*Extracted material*
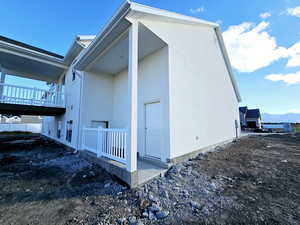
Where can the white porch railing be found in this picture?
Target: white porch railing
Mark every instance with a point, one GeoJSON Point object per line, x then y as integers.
{"type": "Point", "coordinates": [110, 143]}
{"type": "Point", "coordinates": [14, 94]}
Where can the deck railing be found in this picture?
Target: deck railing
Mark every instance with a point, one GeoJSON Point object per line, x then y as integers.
{"type": "Point", "coordinates": [14, 94]}
{"type": "Point", "coordinates": [110, 143]}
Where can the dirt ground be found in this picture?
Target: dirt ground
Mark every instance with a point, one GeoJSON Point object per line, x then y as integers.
{"type": "Point", "coordinates": [255, 180]}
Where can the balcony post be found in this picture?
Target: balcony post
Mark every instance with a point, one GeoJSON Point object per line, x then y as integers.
{"type": "Point", "coordinates": [131, 148]}
{"type": "Point", "coordinates": [2, 81]}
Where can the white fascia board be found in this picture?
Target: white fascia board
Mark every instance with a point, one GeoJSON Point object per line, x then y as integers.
{"type": "Point", "coordinates": [29, 54]}
{"type": "Point", "coordinates": [170, 15]}
{"type": "Point", "coordinates": [227, 62]}
{"type": "Point", "coordinates": [27, 75]}
{"type": "Point", "coordinates": [118, 16]}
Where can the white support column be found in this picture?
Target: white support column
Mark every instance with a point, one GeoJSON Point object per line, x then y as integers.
{"type": "Point", "coordinates": [131, 151]}
{"type": "Point", "coordinates": [2, 81]}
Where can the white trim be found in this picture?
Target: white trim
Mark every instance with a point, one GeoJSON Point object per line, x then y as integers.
{"type": "Point", "coordinates": [168, 14]}
{"type": "Point", "coordinates": [103, 33]}
{"type": "Point", "coordinates": [227, 62]}
{"type": "Point", "coordinates": [128, 7]}
{"type": "Point", "coordinates": [131, 153]}
{"type": "Point", "coordinates": [30, 54]}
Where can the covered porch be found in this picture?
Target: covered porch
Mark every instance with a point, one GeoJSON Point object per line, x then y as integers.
{"type": "Point", "coordinates": [123, 65]}
{"type": "Point", "coordinates": [20, 59]}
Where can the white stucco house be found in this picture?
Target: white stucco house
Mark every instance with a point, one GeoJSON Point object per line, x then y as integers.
{"type": "Point", "coordinates": [152, 85]}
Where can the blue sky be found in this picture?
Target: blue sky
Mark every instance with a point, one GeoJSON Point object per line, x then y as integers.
{"type": "Point", "coordinates": [261, 38]}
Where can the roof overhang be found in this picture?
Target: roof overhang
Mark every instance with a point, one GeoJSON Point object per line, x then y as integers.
{"type": "Point", "coordinates": [119, 24]}
{"type": "Point", "coordinates": [28, 61]}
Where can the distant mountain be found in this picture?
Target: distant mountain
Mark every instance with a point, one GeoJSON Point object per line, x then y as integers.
{"type": "Point", "coordinates": [277, 118]}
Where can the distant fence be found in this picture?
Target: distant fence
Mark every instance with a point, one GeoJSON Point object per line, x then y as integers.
{"type": "Point", "coordinates": [23, 127]}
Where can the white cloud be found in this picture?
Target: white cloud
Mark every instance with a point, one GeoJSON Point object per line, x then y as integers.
{"type": "Point", "coordinates": [293, 111]}
{"type": "Point", "coordinates": [251, 47]}
{"type": "Point", "coordinates": [290, 78]}
{"type": "Point", "coordinates": [219, 22]}
{"type": "Point", "coordinates": [197, 10]}
{"type": "Point", "coordinates": [265, 15]}
{"type": "Point", "coordinates": [294, 55]}
{"type": "Point", "coordinates": [294, 11]}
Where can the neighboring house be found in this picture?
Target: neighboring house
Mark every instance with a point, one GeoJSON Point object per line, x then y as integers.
{"type": "Point", "coordinates": [250, 118]}
{"type": "Point", "coordinates": [243, 113]}
{"type": "Point", "coordinates": [153, 81]}
{"type": "Point", "coordinates": [278, 127]}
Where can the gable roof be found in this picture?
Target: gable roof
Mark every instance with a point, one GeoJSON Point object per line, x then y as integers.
{"type": "Point", "coordinates": [253, 113]}
{"type": "Point", "coordinates": [118, 24]}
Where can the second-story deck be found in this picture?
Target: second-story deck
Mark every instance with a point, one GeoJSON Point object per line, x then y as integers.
{"type": "Point", "coordinates": [16, 99]}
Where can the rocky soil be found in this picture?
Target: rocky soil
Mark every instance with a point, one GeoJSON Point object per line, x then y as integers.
{"type": "Point", "coordinates": [255, 180]}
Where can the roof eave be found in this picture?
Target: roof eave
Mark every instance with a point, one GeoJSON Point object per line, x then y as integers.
{"type": "Point", "coordinates": [119, 15]}
{"type": "Point", "coordinates": [227, 62]}
{"type": "Point", "coordinates": [27, 53]}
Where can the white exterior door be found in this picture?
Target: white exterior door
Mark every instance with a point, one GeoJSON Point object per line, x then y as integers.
{"type": "Point", "coordinates": [153, 130]}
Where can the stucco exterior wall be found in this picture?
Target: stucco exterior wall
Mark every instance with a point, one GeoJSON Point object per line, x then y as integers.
{"type": "Point", "coordinates": [152, 86]}
{"type": "Point", "coordinates": [72, 102]}
{"type": "Point", "coordinates": [203, 104]}
{"type": "Point", "coordinates": [97, 98]}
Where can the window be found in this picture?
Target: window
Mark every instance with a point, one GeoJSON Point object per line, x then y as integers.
{"type": "Point", "coordinates": [69, 131]}
{"type": "Point", "coordinates": [59, 129]}
{"type": "Point", "coordinates": [73, 75]}
{"type": "Point", "coordinates": [98, 123]}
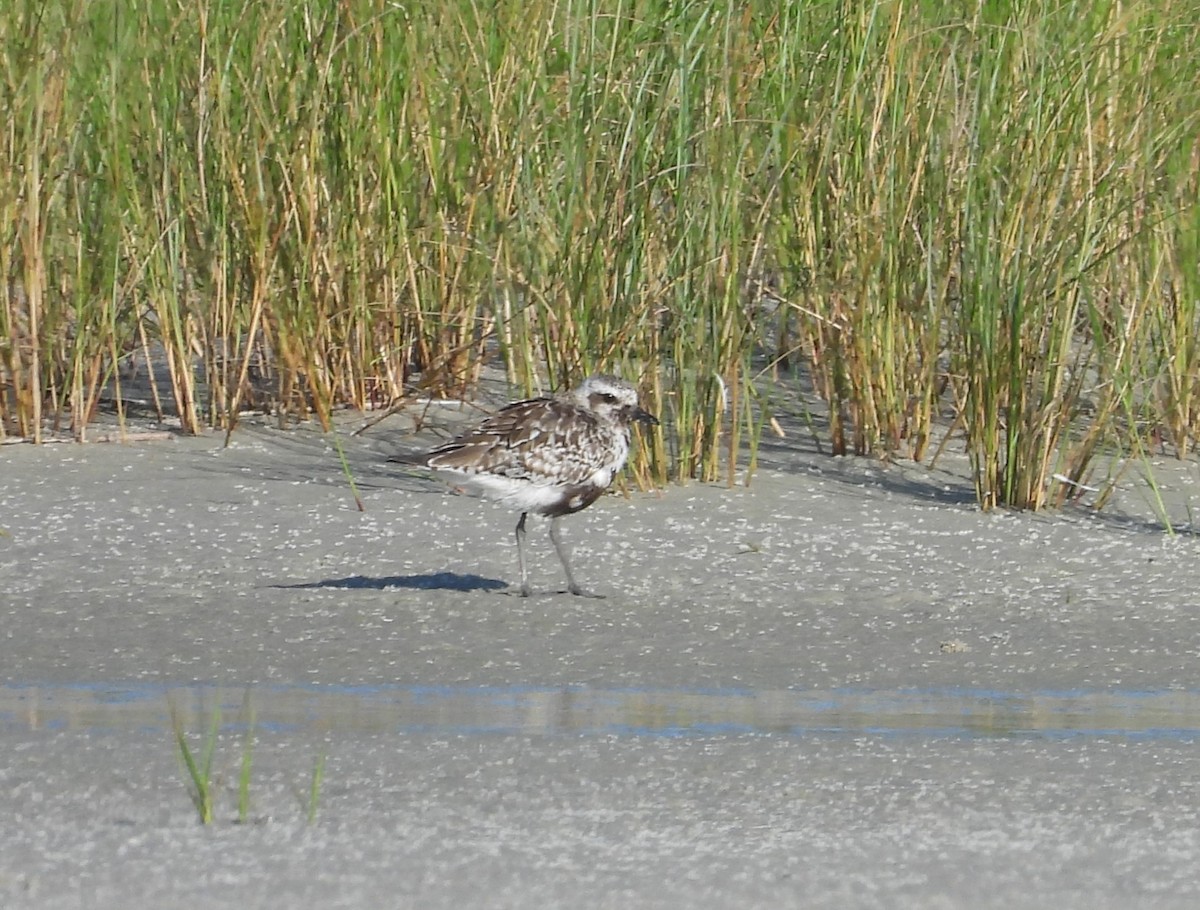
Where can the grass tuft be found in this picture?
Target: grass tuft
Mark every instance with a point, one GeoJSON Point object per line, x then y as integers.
{"type": "Point", "coordinates": [934, 216]}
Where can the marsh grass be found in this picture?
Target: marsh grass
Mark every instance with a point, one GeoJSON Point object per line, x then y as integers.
{"type": "Point", "coordinates": [979, 217]}
{"type": "Point", "coordinates": [197, 765]}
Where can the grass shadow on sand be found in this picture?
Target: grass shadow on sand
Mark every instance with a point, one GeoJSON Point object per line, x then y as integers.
{"type": "Point", "coordinates": [433, 581]}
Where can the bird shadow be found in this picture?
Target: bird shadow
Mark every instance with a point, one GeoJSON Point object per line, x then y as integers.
{"type": "Point", "coordinates": [433, 581]}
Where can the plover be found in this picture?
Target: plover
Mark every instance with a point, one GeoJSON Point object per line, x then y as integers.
{"type": "Point", "coordinates": [550, 455]}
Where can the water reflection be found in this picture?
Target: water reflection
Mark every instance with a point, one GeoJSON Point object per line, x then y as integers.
{"type": "Point", "coordinates": [634, 712]}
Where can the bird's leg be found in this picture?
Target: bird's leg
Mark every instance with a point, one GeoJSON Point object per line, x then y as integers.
{"type": "Point", "coordinates": [525, 575]}
{"type": "Point", "coordinates": [562, 555]}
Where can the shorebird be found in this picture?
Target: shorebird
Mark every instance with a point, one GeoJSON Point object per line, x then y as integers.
{"type": "Point", "coordinates": [549, 455]}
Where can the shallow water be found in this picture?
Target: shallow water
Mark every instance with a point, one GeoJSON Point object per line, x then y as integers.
{"type": "Point", "coordinates": [1168, 714]}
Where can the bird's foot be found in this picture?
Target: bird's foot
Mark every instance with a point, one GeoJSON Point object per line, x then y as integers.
{"type": "Point", "coordinates": [583, 592]}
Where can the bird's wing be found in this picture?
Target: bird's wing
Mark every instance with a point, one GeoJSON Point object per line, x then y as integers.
{"type": "Point", "coordinates": [544, 441]}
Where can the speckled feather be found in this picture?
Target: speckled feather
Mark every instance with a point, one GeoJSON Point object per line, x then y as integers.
{"type": "Point", "coordinates": [550, 455]}
{"type": "Point", "coordinates": [544, 441]}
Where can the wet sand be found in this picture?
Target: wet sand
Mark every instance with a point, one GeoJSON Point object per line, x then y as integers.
{"type": "Point", "coordinates": [661, 747]}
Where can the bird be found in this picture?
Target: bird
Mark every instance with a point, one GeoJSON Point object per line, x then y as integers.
{"type": "Point", "coordinates": [550, 455]}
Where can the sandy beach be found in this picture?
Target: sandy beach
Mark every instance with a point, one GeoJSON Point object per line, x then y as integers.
{"type": "Point", "coordinates": [840, 687]}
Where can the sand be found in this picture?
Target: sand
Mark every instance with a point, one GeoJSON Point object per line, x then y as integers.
{"type": "Point", "coordinates": [840, 687]}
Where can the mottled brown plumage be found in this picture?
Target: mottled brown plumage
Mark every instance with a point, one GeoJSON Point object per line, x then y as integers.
{"type": "Point", "coordinates": [550, 455]}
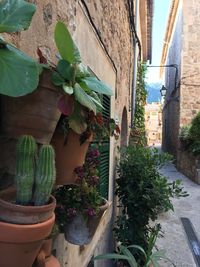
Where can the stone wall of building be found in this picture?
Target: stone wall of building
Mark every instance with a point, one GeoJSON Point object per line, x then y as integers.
{"type": "Point", "coordinates": [171, 107]}
{"type": "Point", "coordinates": [189, 165]}
{"type": "Point", "coordinates": [190, 86]}
{"type": "Point", "coordinates": [111, 60]}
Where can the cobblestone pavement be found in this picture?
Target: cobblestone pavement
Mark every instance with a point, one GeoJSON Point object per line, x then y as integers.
{"type": "Point", "coordinates": [175, 240]}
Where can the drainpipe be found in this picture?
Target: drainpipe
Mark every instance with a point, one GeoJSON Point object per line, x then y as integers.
{"type": "Point", "coordinates": [134, 83]}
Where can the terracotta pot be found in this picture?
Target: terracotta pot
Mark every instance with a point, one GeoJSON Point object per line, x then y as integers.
{"type": "Point", "coordinates": [20, 244]}
{"type": "Point", "coordinates": [12, 213]}
{"type": "Point", "coordinates": [44, 258]}
{"type": "Point", "coordinates": [68, 156]}
{"type": "Point", "coordinates": [35, 114]}
{"type": "Point", "coordinates": [79, 231]}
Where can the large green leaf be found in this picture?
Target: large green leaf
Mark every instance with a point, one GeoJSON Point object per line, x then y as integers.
{"type": "Point", "coordinates": [65, 44]}
{"type": "Point", "coordinates": [65, 69]}
{"type": "Point", "coordinates": [77, 121]}
{"type": "Point", "coordinates": [15, 15]}
{"type": "Point", "coordinates": [94, 84]}
{"type": "Point", "coordinates": [82, 97]}
{"type": "Point", "coordinates": [19, 73]}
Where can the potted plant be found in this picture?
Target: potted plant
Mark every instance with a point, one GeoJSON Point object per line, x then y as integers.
{"type": "Point", "coordinates": [148, 258]}
{"type": "Point", "coordinates": [80, 207]}
{"type": "Point", "coordinates": [27, 214]}
{"type": "Point", "coordinates": [81, 105]}
{"type": "Point", "coordinates": [44, 257]}
{"type": "Point", "coordinates": [24, 110]}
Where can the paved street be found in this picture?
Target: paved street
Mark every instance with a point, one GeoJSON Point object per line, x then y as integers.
{"type": "Point", "coordinates": [175, 240]}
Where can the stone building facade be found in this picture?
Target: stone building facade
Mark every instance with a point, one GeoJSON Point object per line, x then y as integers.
{"type": "Point", "coordinates": [103, 35]}
{"type": "Point", "coordinates": [181, 54]}
{"type": "Point", "coordinates": [153, 123]}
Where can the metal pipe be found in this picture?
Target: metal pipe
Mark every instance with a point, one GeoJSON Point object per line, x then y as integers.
{"type": "Point", "coordinates": [133, 95]}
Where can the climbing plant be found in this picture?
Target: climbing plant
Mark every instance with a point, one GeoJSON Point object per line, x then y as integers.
{"type": "Point", "coordinates": [137, 135]}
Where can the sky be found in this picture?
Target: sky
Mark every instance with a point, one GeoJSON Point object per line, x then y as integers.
{"type": "Point", "coordinates": [160, 18]}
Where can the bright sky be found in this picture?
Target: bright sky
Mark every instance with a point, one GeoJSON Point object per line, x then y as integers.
{"type": "Point", "coordinates": [161, 12]}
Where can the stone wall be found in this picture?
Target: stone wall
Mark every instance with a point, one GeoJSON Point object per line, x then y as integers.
{"type": "Point", "coordinates": [171, 107]}
{"type": "Point", "coordinates": [190, 86]}
{"type": "Point", "coordinates": [109, 23]}
{"type": "Point", "coordinates": [189, 165]}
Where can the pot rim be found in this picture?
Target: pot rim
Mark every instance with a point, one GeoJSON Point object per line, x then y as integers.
{"type": "Point", "coordinates": [20, 233]}
{"type": "Point", "coordinates": [27, 209]}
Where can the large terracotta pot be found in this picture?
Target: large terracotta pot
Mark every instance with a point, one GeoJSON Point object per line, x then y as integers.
{"type": "Point", "coordinates": [20, 244]}
{"type": "Point", "coordinates": [12, 213]}
{"type": "Point", "coordinates": [79, 231]}
{"type": "Point", "coordinates": [35, 114]}
{"type": "Point", "coordinates": [44, 257]}
{"type": "Point", "coordinates": [68, 156]}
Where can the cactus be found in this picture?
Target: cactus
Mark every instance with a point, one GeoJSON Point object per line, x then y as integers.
{"type": "Point", "coordinates": [45, 175]}
{"type": "Point", "coordinates": [24, 179]}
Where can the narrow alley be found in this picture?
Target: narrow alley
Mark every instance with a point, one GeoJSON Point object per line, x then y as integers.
{"type": "Point", "coordinates": [175, 240]}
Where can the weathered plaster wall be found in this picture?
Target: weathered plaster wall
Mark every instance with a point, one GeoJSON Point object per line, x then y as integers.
{"type": "Point", "coordinates": [111, 22]}
{"type": "Point", "coordinates": [190, 86]}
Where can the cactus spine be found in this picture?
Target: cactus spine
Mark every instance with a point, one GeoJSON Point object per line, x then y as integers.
{"type": "Point", "coordinates": [45, 175]}
{"type": "Point", "coordinates": [24, 179]}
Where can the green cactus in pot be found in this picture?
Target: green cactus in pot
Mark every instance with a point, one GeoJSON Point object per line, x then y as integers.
{"type": "Point", "coordinates": [25, 158]}
{"type": "Point", "coordinates": [34, 180]}
{"type": "Point", "coordinates": [45, 175]}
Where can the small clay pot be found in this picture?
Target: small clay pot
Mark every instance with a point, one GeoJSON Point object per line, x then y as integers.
{"type": "Point", "coordinates": [79, 231]}
{"type": "Point", "coordinates": [68, 156]}
{"type": "Point", "coordinates": [12, 213]}
{"type": "Point", "coordinates": [20, 244]}
{"type": "Point", "coordinates": [44, 257]}
{"type": "Point", "coordinates": [34, 114]}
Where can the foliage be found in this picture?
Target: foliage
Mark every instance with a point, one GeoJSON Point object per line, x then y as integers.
{"type": "Point", "coordinates": [101, 128]}
{"type": "Point", "coordinates": [143, 193]}
{"type": "Point", "coordinates": [34, 178]}
{"type": "Point", "coordinates": [82, 89]}
{"type": "Point", "coordinates": [190, 136]}
{"type": "Point", "coordinates": [19, 72]}
{"type": "Point", "coordinates": [82, 197]}
{"type": "Point", "coordinates": [128, 253]}
{"type": "Point", "coordinates": [137, 135]}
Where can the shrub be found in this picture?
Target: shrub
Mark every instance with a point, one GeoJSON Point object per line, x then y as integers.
{"type": "Point", "coordinates": [143, 193]}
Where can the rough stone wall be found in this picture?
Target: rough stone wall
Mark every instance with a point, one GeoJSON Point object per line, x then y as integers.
{"type": "Point", "coordinates": [190, 85]}
{"type": "Point", "coordinates": [112, 24]}
{"type": "Point", "coordinates": [189, 165]}
{"type": "Point", "coordinates": [111, 21]}
{"type": "Point", "coordinates": [171, 108]}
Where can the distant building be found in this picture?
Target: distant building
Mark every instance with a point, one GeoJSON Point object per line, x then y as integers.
{"type": "Point", "coordinates": [181, 78]}
{"type": "Point", "coordinates": [153, 123]}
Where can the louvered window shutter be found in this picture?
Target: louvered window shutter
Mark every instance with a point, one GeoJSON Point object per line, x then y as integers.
{"type": "Point", "coordinates": [104, 150]}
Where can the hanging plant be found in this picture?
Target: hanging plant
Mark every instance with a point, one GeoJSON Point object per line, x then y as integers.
{"type": "Point", "coordinates": [82, 89]}
{"type": "Point", "coordinates": [19, 72]}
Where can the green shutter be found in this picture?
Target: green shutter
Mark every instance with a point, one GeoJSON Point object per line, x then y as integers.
{"type": "Point", "coordinates": [104, 169]}
{"type": "Point", "coordinates": [104, 150]}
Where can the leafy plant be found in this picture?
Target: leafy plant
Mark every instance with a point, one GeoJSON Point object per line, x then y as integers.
{"type": "Point", "coordinates": [19, 72]}
{"type": "Point", "coordinates": [127, 254]}
{"type": "Point", "coordinates": [137, 135]}
{"type": "Point", "coordinates": [143, 193]}
{"type": "Point", "coordinates": [81, 198]}
{"type": "Point", "coordinates": [82, 89]}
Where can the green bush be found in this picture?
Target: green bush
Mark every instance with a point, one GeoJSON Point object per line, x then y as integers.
{"type": "Point", "coordinates": [143, 193]}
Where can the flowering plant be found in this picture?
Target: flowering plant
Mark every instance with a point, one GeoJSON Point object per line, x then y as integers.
{"type": "Point", "coordinates": [83, 197]}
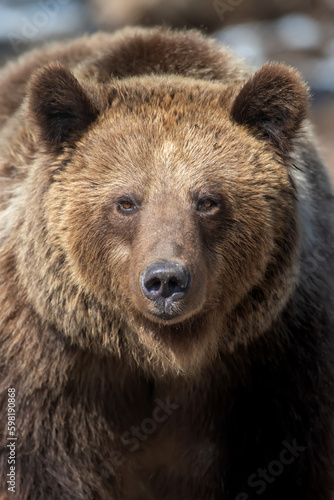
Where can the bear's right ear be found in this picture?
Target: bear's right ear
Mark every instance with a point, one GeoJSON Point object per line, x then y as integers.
{"type": "Point", "coordinates": [58, 106]}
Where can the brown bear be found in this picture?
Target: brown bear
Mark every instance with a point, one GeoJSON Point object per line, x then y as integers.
{"type": "Point", "coordinates": [166, 276]}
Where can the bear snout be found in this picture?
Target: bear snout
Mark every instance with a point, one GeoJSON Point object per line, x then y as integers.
{"type": "Point", "coordinates": [164, 283]}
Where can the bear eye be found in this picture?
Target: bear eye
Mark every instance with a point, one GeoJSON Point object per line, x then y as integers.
{"type": "Point", "coordinates": [206, 204]}
{"type": "Point", "coordinates": [126, 206]}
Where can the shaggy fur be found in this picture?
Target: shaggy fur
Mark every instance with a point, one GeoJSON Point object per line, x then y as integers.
{"type": "Point", "coordinates": [217, 170]}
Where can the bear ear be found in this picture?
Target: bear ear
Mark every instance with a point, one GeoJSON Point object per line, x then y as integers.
{"type": "Point", "coordinates": [273, 104]}
{"type": "Point", "coordinates": [58, 106]}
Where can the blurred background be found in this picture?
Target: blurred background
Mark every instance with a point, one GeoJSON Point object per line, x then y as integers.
{"type": "Point", "coordinates": [297, 32]}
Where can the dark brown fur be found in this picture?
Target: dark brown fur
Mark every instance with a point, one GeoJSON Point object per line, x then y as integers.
{"type": "Point", "coordinates": [245, 363]}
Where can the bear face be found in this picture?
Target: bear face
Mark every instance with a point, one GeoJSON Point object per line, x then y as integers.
{"type": "Point", "coordinates": [151, 202]}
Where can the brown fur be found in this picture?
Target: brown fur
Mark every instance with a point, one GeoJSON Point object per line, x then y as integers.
{"type": "Point", "coordinates": [165, 120]}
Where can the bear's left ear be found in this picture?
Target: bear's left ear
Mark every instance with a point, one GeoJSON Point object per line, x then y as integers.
{"type": "Point", "coordinates": [58, 106]}
{"type": "Point", "coordinates": [272, 104]}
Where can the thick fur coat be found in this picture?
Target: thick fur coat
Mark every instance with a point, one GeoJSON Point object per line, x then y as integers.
{"type": "Point", "coordinates": [211, 376]}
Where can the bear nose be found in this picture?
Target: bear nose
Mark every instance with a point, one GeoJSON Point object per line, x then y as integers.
{"type": "Point", "coordinates": [167, 280]}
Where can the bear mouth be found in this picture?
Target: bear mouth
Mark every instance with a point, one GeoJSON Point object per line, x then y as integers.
{"type": "Point", "coordinates": [165, 309]}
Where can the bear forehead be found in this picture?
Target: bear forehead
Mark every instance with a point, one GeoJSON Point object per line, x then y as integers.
{"type": "Point", "coordinates": [145, 94]}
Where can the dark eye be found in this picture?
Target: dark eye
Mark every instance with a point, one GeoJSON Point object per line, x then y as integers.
{"type": "Point", "coordinates": [127, 206]}
{"type": "Point", "coordinates": [206, 204]}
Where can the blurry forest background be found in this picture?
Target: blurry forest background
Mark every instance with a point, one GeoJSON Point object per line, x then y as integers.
{"type": "Point", "coordinates": [297, 32]}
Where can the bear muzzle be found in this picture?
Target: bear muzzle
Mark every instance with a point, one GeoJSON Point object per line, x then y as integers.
{"type": "Point", "coordinates": [164, 283]}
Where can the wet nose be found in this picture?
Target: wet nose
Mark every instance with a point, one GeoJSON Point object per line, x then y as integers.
{"type": "Point", "coordinates": [165, 280]}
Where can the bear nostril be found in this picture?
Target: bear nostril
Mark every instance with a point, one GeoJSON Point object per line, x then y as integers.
{"type": "Point", "coordinates": [153, 284]}
{"type": "Point", "coordinates": [163, 280]}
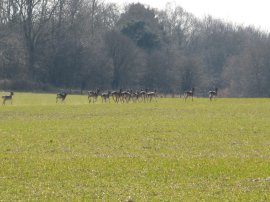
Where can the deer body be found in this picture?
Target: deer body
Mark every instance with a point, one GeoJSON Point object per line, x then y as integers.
{"type": "Point", "coordinates": [93, 95]}
{"type": "Point", "coordinates": [7, 97]}
{"type": "Point", "coordinates": [61, 96]}
{"type": "Point", "coordinates": [189, 94]}
{"type": "Point", "coordinates": [212, 94]}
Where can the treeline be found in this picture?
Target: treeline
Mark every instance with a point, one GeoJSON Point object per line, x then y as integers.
{"type": "Point", "coordinates": [88, 44]}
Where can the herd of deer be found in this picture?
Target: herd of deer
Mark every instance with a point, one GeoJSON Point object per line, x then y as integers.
{"type": "Point", "coordinates": [123, 96]}
{"type": "Point", "coordinates": [120, 96]}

*Problem to solve*
In the listing above, start at the line with "Where can the second-story", go on through the line with "Target: white exterior door", and copy each of those lines exactly; leave out all the rest.

*Problem solution*
Where can the second-story deck be found in this picture?
Target: second-story deck
Mark every instance with a point, one GeoJSON Point object per line, x then y as integers.
{"type": "Point", "coordinates": [16, 99]}
Where can the rocky soil be found in this picture?
Target: rocky soil
Mark every instance with a point, one GeoJSON Point object per line, x then y as integers.
{"type": "Point", "coordinates": [255, 180]}
Where can the roof eave be found in this picture?
Target: roof eave
Mark every instance with a point, one GeoJSON Point object per line, x then y as integers.
{"type": "Point", "coordinates": [119, 15]}
{"type": "Point", "coordinates": [227, 62]}
{"type": "Point", "coordinates": [27, 53]}
Where can the white exterior door be found in this picture?
Target: white exterior door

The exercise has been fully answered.